**Task requirements:** Your task is to reproduce the entries below word for word.

(Data entries)
§ §

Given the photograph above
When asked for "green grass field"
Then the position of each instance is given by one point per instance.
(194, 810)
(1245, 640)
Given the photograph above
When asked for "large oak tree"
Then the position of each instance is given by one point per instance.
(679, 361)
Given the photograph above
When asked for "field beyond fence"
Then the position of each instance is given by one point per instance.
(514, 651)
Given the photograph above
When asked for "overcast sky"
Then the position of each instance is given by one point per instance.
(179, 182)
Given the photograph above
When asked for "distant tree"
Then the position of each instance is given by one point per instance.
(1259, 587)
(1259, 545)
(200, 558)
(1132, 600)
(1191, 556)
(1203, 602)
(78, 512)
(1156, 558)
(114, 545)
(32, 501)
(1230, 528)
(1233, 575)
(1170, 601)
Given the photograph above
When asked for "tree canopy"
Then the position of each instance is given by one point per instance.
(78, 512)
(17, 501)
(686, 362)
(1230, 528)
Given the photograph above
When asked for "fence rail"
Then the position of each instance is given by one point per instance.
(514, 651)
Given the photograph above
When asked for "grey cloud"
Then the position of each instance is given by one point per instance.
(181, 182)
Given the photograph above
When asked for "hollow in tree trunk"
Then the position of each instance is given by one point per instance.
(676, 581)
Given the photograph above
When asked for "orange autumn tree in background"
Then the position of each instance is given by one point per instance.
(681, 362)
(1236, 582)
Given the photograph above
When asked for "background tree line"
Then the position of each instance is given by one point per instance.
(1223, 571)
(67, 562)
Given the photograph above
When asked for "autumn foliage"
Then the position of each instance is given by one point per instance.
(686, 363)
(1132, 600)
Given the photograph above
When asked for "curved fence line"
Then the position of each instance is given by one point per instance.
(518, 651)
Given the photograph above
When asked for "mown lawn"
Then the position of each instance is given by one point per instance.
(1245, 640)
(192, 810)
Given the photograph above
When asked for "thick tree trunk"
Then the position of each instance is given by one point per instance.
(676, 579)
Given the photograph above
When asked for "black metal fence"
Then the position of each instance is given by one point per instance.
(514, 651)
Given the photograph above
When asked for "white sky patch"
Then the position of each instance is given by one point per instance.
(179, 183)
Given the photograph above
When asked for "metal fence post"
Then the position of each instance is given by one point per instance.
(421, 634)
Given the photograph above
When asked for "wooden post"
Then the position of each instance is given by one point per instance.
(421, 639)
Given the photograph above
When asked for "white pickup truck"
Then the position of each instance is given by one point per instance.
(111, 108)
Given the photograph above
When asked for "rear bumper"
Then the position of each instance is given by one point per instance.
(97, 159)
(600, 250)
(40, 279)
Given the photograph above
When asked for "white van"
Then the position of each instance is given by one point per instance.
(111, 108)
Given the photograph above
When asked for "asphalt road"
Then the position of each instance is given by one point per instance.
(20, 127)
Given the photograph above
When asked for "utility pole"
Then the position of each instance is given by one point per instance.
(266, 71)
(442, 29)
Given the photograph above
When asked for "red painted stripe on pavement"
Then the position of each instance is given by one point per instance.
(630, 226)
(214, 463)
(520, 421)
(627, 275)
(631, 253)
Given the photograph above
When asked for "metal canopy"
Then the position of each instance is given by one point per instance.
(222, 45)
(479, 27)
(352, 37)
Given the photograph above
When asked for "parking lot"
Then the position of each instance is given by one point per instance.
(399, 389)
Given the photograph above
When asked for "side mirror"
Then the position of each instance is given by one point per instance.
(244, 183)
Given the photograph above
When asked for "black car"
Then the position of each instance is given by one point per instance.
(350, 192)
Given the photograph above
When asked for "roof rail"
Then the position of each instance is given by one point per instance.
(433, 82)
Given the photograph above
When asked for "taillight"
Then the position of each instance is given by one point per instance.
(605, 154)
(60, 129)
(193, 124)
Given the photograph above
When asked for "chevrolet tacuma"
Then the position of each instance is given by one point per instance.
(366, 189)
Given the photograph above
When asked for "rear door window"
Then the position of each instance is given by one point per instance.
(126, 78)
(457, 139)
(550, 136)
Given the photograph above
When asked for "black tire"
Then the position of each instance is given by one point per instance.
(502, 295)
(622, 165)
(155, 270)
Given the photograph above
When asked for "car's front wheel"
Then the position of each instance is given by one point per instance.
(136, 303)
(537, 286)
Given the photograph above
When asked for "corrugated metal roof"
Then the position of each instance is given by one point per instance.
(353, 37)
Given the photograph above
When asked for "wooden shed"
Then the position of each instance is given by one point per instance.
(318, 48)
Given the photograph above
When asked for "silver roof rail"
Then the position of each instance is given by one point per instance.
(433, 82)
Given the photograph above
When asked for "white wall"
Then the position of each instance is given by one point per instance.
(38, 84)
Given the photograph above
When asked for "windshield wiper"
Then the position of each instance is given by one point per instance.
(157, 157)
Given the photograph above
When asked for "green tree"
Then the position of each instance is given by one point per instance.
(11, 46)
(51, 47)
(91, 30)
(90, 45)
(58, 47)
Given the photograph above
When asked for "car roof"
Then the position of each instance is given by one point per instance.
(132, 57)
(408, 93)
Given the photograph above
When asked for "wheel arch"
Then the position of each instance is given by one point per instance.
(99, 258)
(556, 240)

§ §

**Exercise result:**
Given the photograph above
When asked for "green grass field"
Then the position of each instance is given by one point per instance.
(194, 810)
(1245, 640)
Given the photograph above
When asked for "large oak tree"
Then the position of each instance is given by one point per instance.
(679, 361)
Given the photograph above
When asked for "field beyond fence"
Then the position of each instance is given by one point per instance.
(514, 651)
Given the photograph above
When asked for "overcast sky"
Then the position of each instance is given by one point per instance.
(179, 182)
Given the photograph above
When asked for "distant tree"
Then the position of each instance is given by one point per instance.
(1259, 587)
(1259, 545)
(200, 558)
(1132, 600)
(1191, 556)
(1203, 602)
(78, 512)
(1156, 558)
(114, 545)
(32, 501)
(1230, 528)
(1233, 575)
(1170, 601)
Given the photograph above
When asked for "tree canopy"
Then the position of each instance is given by one point per instance.
(78, 512)
(17, 501)
(686, 362)
(1230, 528)
Given the photograph above
When asked for "fence rail"
Then the position of each instance is given by one point per instance.
(514, 651)
Given the photograph above
When asked for "grey cloud"
Then the position of each instance is given by one point per instance.
(181, 182)
Given the photograph above
When asked for "hollow in tree trunk"
Then the position of each instance is given by one point per instance.
(676, 581)
Given the photograph above
When asked for "orange autumn tree in background"
Then the position of each instance is given by one point per instance.
(681, 362)
(1236, 582)
Given the photograph above
When asked for "background tree line"
Then the position of each instance is given by one point per instance.
(1223, 571)
(67, 562)
Given the photograph above
When asked for "autumn foliage"
Then the position of each instance is given by one point per instance.
(686, 363)
(1132, 600)
Given the photograph above
When asked for "curved fence line"
Then the position of each instance is given by one point per instance.
(518, 651)
Given the photograph above
When asked for "mown lawn"
Then the position of each instance is given by one point per instance.
(1245, 640)
(192, 810)
Given the photograph above
When asked for "thick tree trunk"
Then the position of each instance is given by one point per instance.
(676, 579)
Given the photograph above
When asked for "black metal fence"
Then the position of each instance is given by one point per instance.
(514, 651)
Given the photograph above
When asked for "white sky patch"
Then the position of each instance is given by one point per instance.
(179, 183)
Given the photograph above
When asked for "metal fence post"
Then the position of each instance is given by one point per instance.
(421, 634)
Given the photograph above
When asked for "wooden post"
Then the position of each instance is given by one point per instance.
(421, 639)
Given the photograph above
When asked for "white pickup truck"
Then the position of each instance is given by one point per instance.
(111, 108)
Given the photograph above
When asked for "rear bumper"
Then the position of each instance is given by one point per instance.
(97, 159)
(600, 250)
(40, 279)
Given the photograph above
When asked for "white van"
Then the position of each instance is given by one point per instance.
(111, 108)
Given the photograph above
When asked for "asphalt road"
Then the position of each instance is given by one point per instance.
(20, 127)
Given the photograph above
When asked for "utility pole"
Then the position of each instance is given by one point per instance.
(266, 71)
(442, 29)
Given the photograph above
When asked for "red painted stripe on pavement"
Then the position of each instance is given by one point per instance.
(630, 226)
(214, 463)
(520, 421)
(627, 275)
(631, 253)
Given the photograph above
When asked for "metal canopy"
Then the position of each instance is given by one point per instance.
(222, 45)
(479, 27)
(352, 37)
Given the photograph above
When asked for "parking lot"
Then the position of each instance is given by one point per instance.
(399, 389)
Given the photograph above
When asked for "side mirror"
Then the position of each instance is given by one point per instance.
(244, 183)
Given the photograph above
When asked for "black car"
Then the position of each instance is given by one point per instance.
(350, 192)
Given the photograph above
When asked for "roof rail"
Then the position of each instance is given by one point per instance.
(433, 82)
Given the photograph above
When asked for "taillight"
Then the position of each instance is given by one point per instance.
(605, 154)
(60, 129)
(193, 124)
Given the photograph above
When asked for "chevrolet tacuma"
Then the position of each instance is given by one point per instance.
(366, 189)
Given the photograph above
When asked for "rear door window"
Then the position of each instance is given by one point per instance.
(126, 78)
(457, 139)
(550, 136)
Given the photograph above
When asked for "black tire"
Then the position of each instance is given by one point per instance.
(502, 295)
(622, 165)
(155, 270)
Given the photograph above
When asked for "car's front wheel"
Then the position of each instance is given by one point per instance.
(136, 303)
(537, 286)
Given the photograph above
When asked for "corrugated metal roof"
Then the position of each instance is given by one point per instance.
(353, 37)
Given the photograph above
When asked for "wooden shed"
Then the position of each instance is given by one point per instance.
(318, 48)
Given the photograph above
When asked for "silver roof rail"
Then the position of each instance is given by one point per instance.
(433, 82)
Given the photograph above
When asked for "white wall"
Then the position of each instance is given by one point per instance.
(38, 84)
Given the photograph above
When asked for "windshield wiper"
Then the position of each instance is given by one point per instance.
(157, 157)
Given the photograph above
When asked for "green tree"
Then the position of each instance is given by one point per instance.
(11, 46)
(51, 47)
(91, 30)
(90, 45)
(58, 47)
Given the photograph above
When asked for "car roof"
Then the position of each instance is given by one point per instance.
(132, 57)
(408, 93)
Given the photograph above
When asked for "wheel arch"
Then the position of each instance is given by one point per instance.
(99, 258)
(556, 240)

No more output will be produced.